* **What you will do**:
Write out the records below word for word, leaving out the pictures.

* **Excerpts from point annotation data**:

---

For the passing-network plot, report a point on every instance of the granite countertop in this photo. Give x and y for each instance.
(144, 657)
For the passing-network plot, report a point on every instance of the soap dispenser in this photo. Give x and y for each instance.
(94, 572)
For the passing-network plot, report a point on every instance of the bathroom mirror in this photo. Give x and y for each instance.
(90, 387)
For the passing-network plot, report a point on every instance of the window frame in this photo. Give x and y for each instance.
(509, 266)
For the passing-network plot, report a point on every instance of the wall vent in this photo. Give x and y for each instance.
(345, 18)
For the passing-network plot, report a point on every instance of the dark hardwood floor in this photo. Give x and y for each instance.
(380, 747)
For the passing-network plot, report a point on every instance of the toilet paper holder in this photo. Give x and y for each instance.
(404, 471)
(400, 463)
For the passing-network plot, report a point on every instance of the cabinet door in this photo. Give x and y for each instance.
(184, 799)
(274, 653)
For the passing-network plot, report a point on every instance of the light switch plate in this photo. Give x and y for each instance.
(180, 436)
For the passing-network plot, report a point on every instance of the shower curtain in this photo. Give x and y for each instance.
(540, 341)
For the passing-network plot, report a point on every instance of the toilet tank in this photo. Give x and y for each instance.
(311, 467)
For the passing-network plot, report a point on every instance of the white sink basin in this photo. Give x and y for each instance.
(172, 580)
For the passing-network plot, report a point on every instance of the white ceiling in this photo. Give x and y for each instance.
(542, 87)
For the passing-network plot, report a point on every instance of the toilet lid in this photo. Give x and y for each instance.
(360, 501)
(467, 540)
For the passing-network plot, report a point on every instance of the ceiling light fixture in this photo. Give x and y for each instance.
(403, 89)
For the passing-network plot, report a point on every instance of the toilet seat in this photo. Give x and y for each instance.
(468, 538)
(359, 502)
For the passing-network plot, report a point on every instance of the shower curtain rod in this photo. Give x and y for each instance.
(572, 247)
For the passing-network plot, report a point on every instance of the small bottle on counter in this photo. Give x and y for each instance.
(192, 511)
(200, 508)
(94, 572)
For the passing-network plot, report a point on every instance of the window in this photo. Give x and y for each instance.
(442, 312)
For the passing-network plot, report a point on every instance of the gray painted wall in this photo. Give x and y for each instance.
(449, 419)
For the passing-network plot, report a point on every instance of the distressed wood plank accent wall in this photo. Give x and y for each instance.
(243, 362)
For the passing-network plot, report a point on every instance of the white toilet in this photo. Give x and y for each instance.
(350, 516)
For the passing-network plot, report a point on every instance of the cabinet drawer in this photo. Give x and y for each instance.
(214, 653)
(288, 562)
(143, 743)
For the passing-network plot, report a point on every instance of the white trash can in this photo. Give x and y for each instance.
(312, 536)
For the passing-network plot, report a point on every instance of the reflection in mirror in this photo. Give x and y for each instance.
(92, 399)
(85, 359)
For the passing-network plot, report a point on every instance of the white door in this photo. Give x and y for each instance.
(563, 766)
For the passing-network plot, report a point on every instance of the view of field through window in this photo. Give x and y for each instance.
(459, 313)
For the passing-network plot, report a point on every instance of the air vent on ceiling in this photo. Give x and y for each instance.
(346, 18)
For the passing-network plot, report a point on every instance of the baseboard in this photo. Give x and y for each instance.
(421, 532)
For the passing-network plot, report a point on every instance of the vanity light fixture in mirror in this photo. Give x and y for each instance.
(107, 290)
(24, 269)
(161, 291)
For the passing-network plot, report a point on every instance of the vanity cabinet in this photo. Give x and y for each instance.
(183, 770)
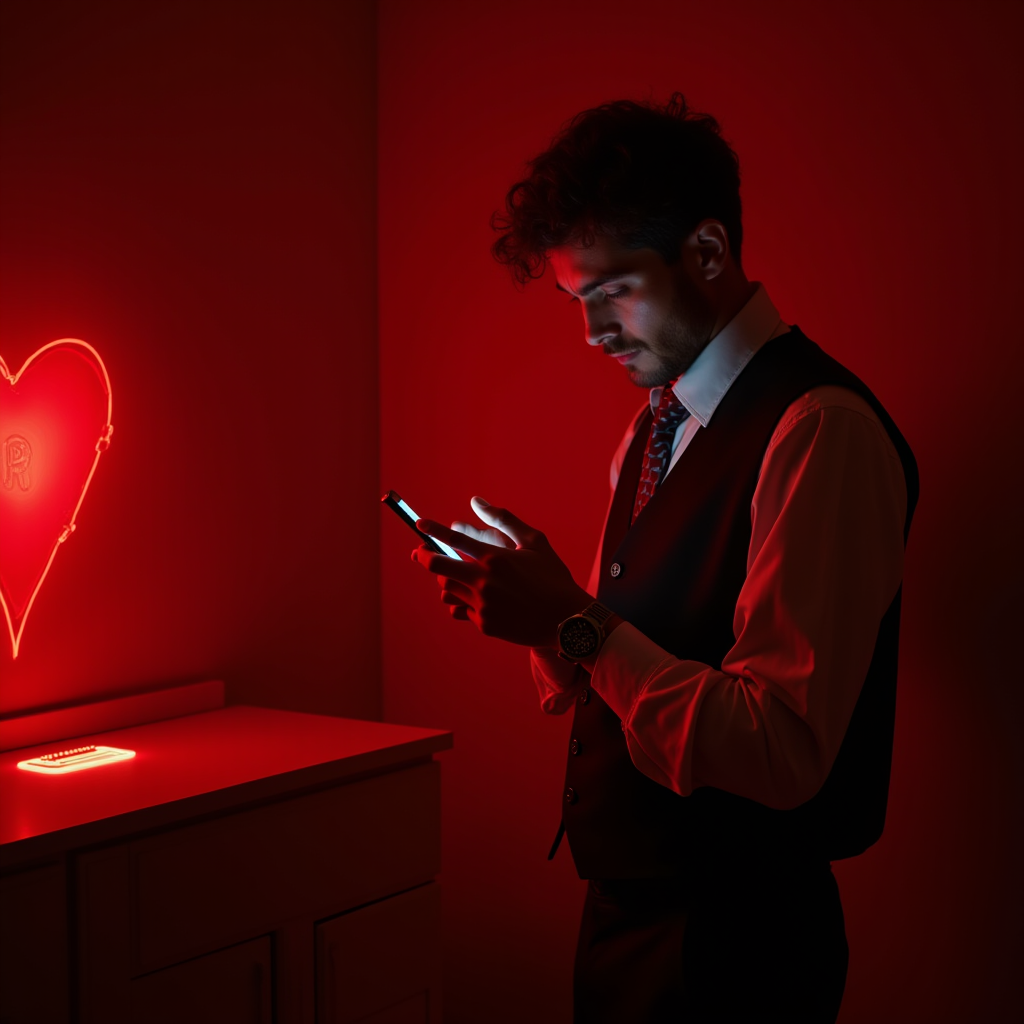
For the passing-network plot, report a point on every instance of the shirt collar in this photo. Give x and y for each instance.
(706, 383)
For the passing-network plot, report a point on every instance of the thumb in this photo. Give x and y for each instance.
(522, 534)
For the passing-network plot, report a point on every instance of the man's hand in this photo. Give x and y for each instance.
(513, 586)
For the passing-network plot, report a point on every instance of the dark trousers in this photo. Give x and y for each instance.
(750, 946)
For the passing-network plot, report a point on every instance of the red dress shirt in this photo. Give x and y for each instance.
(824, 562)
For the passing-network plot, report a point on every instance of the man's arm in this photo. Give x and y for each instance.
(824, 562)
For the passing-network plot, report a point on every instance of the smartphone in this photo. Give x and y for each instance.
(394, 501)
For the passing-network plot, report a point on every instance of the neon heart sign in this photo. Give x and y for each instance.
(54, 425)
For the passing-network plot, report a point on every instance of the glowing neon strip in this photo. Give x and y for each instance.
(76, 759)
(101, 445)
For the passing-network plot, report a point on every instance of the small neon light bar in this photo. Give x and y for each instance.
(75, 759)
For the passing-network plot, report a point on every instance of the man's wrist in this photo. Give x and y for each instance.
(582, 634)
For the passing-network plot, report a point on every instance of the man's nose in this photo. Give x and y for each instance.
(598, 327)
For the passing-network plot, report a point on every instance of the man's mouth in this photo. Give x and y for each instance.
(627, 356)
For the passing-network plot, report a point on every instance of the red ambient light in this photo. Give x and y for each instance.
(54, 425)
(75, 759)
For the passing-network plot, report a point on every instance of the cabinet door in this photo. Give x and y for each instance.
(230, 986)
(34, 947)
(381, 964)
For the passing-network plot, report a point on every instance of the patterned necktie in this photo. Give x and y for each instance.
(671, 412)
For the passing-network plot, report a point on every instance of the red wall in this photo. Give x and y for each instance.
(190, 187)
(882, 152)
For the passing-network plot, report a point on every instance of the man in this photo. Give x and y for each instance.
(732, 660)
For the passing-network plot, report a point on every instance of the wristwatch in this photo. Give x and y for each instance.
(582, 635)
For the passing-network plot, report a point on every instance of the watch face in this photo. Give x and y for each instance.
(579, 638)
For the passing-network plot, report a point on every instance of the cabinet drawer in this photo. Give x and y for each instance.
(203, 887)
(381, 964)
(230, 986)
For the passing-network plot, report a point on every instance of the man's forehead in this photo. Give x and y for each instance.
(580, 268)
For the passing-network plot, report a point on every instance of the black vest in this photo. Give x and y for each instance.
(680, 568)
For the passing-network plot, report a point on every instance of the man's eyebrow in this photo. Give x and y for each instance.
(591, 285)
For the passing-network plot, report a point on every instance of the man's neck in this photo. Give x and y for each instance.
(731, 299)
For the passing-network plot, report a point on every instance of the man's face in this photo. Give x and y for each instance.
(652, 317)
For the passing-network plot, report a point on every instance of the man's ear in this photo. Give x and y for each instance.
(709, 243)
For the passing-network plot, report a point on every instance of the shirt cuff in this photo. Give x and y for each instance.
(625, 666)
(557, 680)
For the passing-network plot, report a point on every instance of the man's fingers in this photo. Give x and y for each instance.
(522, 534)
(461, 542)
(489, 536)
(454, 592)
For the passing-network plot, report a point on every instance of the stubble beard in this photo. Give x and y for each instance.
(681, 340)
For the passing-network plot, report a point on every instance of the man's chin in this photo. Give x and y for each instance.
(648, 377)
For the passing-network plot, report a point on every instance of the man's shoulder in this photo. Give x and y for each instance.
(832, 402)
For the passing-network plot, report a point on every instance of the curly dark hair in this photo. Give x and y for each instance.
(641, 174)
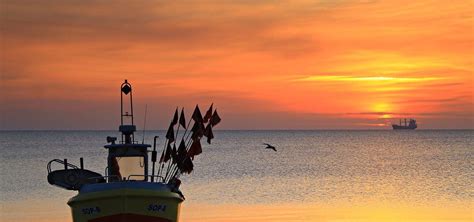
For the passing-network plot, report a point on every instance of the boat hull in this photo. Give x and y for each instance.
(126, 205)
(397, 127)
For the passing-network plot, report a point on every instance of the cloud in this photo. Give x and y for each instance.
(381, 79)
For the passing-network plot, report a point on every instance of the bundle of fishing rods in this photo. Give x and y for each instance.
(178, 155)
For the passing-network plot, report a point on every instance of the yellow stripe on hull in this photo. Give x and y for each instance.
(130, 203)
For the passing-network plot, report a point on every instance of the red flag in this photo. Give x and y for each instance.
(162, 158)
(208, 115)
(174, 154)
(182, 151)
(187, 166)
(208, 133)
(170, 133)
(197, 117)
(215, 119)
(175, 117)
(195, 149)
(182, 120)
(198, 130)
(167, 153)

---

* **Full answer**:
For the passing-network plot, report a point on every instance of the granite countertop in this photo. Give x and y for each instance.
(144, 657)
For the passing-network plot, report a point on every instance of the soap dispenser in this photo. Give x and y for each instance.
(94, 572)
For the passing-network plot, report a point on every instance of the bathroom mirror in this photo. Give x and y for each instance.
(90, 387)
For the passing-network plot, report a point on every instance of the window frame in this photo. Give x and y for each instance.
(509, 266)
For the passing-network plot, report a point on every instance of the wall vent in this photo. Give x and y for each instance.
(345, 18)
For the passing-network plot, report a point on every instance of the dark hardwood floor in this photo. Give x and y for each instance.
(380, 747)
For the passing-network plot, report a point on every instance of the toilet paper holder in this photo. Give x and y for each instance.
(404, 471)
(400, 463)
For the passing-network plot, report a point on every instance of the cabinet door in this photo. Give x and y for each instance.
(184, 799)
(274, 653)
For the passing-network plot, report a point on every instance of the light switch plate in this photo. Give x and y for each instance.
(180, 436)
For the passing-network plot, report a point on every instance of the shower curtain in this photo. Give x and y for each instance.
(540, 341)
For the passing-network plot, report a point on every instance of the toilet tank in this photo. Give x and y for each instance.
(311, 467)
For the passing-network plot, report a point on every instance of the white sink basin in this photo. Give x and y for each instance.
(172, 580)
For the passing-network plot, report a point on every instance of the white ceiling in this photo. Give x and y for each instance.
(542, 87)
For the passing-network plot, report a point on every instance of the toilet lid in this photo. Give x and y for each instance.
(360, 501)
(467, 540)
For the passing-network plot, report a point on every instance of the ceiling light fixture in this photo. Give x and y for each instance.
(403, 89)
For the passing-network plot, report a point on every instance of the toilet seat in this photo. Give x and y for each instance.
(468, 538)
(359, 502)
For the passing-network plot, report a point on every instance of the shower curtain rod in this photo. Give x and y for each instance.
(572, 247)
For the passing-network plot, report a point on every instance of the small bottle on counter in this photo. Give x and y for each instance.
(192, 511)
(200, 508)
(94, 572)
For the passing-network plot, report a point on every instance of the window in this photo. Give x and y for each instance.
(442, 312)
For the passing-network plot, report a point on every instance of the gray painted wall in this photo. Give x and y for each instance.
(449, 419)
For the passing-network plot, report a point on every instance of the distressed wood plank accent wall in this photo. Give x and y for each instance.
(243, 362)
For the passing-network plot, report a point on every instance of the white toilet in this photo. Give x and y for each instance.
(350, 516)
For the passing-network plot, report a point on every instance of the cabinet drawer in this photo. Give x and y for each instance.
(214, 653)
(288, 562)
(143, 743)
For the passing-network plot, report a point on every instance of the white trash can in this photo. Give x and y for each instance.
(312, 536)
For the passing-network plot, report a point on every instance of the reflection in mirror in this photo. Give x and y for each instance.
(92, 399)
(85, 359)
For the passing-network plot, report a point on every instance of the white door in this photo. Give x and y for each instance.
(563, 766)
For the passing-network plot, report a point on every instance of the view of field through window in this photo. Give x and y for each instance.
(459, 313)
For the passing-network plot, report a point on every instance of the air vent on ceiling in this photo. Give x and y for each instance.
(346, 18)
For the passing-network plot, report a point on every instance of the baseboard in this photo. Give x and y for each instance.
(421, 532)
For the passing-network plot, report a point on every instance of the vanity light fixture in mirror in this photo. Give x and y for each instance.
(107, 290)
(24, 269)
(161, 291)
For the passing-network plot, report a point on every instance of the vanity cabinet in this photo. Give x and y for each instance.
(183, 770)
For the passing-network plot, report a point on every instance of the shirt collar in this photo. Give x and y for each instance.
(706, 383)
For the passing-network plot, report a point on every instance of the thumb in this photo. Give x and y for each instance.
(522, 534)
For the passing-network plot, report a point on every instance of the man's hand in this photo. Give x and y for each instance.
(513, 586)
For the passing-network plot, report a point on every instance of the dark trousers in this photo. Give x and y for each instance.
(750, 946)
For the passing-network plot, report a point on every instance of the red dress shirt in this photo. Give x and y for each instance.
(824, 562)
For the passing-network plot, report a point on every instance of the man's arm in this photo. Give x and y for each instance.
(824, 562)
For the passing-network plot, report a point on every instance of the smartphone in this photo. Give x and y for each instance.
(394, 501)
For the passing-network plot, report a point on every instance of the neon heart sign in this photo. Give x and y for each instance.
(54, 425)
For the passing-network plot, report a point on every instance of the glowing neon strip in this photo. Give x and y for each instance.
(76, 759)
(101, 445)
For the passing-network plot, report a point on every instance of the small neon light bar in this photo. Give x and y for each instance.
(75, 759)
For the passing-network plot, report a point on every instance of the man's wrist in this photo. Give x and y for each instance.
(582, 634)
For the passing-network plot, report a point on every instance of the man's nose in this photo. Give x and y for each instance.
(598, 327)
For the passing-network plot, report a point on every instance of the man's mouth in this photo. Give x and y for each instance.
(627, 356)
For the passing-network plot, report a point on every instance of the red ambient light in this photo. Give x and y for each instance.
(54, 425)
(75, 759)
For the passing-network plot, report a point on every instance of the cabinet door in this photo. Give x and y for each instance.
(230, 986)
(34, 947)
(381, 964)
For the passing-network plot, report a point on every instance of the patterned necktie in this photo. Give x and y for each instance.
(671, 412)
For the passing-network plot, report a point on every instance of the red wall in this photo. Give x and y for each instance.
(190, 187)
(882, 152)
For the passing-network plot, report a point on every instance of the man in this photo. Give x and y for each instance.
(732, 660)
For the passing-network plot, report a point on every instance of the wristwatch in this photo. Give x and y for each instance.
(582, 635)
For the passing-network plot, report a point on every instance of the watch face in this photo. Give x and y for each instance.
(579, 638)
For the passing-network plot, report a point on every instance of the cabinet drawer in this photo. Give x and y for each instance.
(203, 887)
(381, 964)
(230, 986)
For the passing-network plot, report a point on every instance of the man's forehead in this photo. Give x and y for each instance.
(580, 268)
For the passing-network plot, report a point on every instance of the black vest in this photo. Give x and y for each instance.
(680, 568)
For the passing-network plot, report a point on every instance of the man's eyebrow in this photo. Give x and y for each instance.
(591, 285)
For the passing-network plot, report a point on every instance of the man's neck in this photo. Give x and y for each instance.
(731, 299)
For the passing-network plot, report a point on every instance of the man's face in this photo. Give x and y for each instance.
(652, 317)
For the passing-network plot, report a point on every instance of the man's ear in this photo. Give x and y for each instance.
(709, 243)
For the passing-network plot, report a point on every instance of the shirt cuff in this photo. Give x and y for each instance.
(625, 666)
(557, 680)
For the passing-network plot, report a point on every instance of the man's fingers in this photo. Give x and y for each instance.
(522, 534)
(461, 542)
(489, 536)
(454, 592)
For the passing-network plot, report a point on every instance of the stubble beard in this photo. Give x and y for each instance.
(681, 340)
For the passing-network plot, report a point on every instance of the man's chin in this photo. Give x and y for each instance.
(648, 377)
For the passing-network plot, report a point on every instance of the man's shoulder in this photo. Give x and y for each instance.
(832, 402)
For the passing-network plot, report a point on every instance of the curly dark hair in this photo. Give x and y for each instance.
(641, 174)
For the passing-network plot, report a point on every instance of the boat hull in this photo. Give x and y for each instance.
(126, 205)
(397, 127)
For the passing-network plot, report a point on every instance of the cloud in this photo. Give x and y for each instance.
(381, 79)
For the passing-network plot, report a point on every instance of the bundle of fishing rods in this photo. Give x and y for each instance.
(178, 155)
For the passing-network plot, report a point on every instance of the yellow stripe on hull in this photo. Give x and y for each instance.
(130, 203)
For the passing-network plot, report a point on every instance of the red flag in this photo. Give x and y for each instance.
(162, 158)
(208, 115)
(174, 154)
(182, 151)
(187, 166)
(208, 133)
(170, 133)
(197, 117)
(215, 119)
(175, 117)
(195, 149)
(182, 120)
(198, 130)
(167, 153)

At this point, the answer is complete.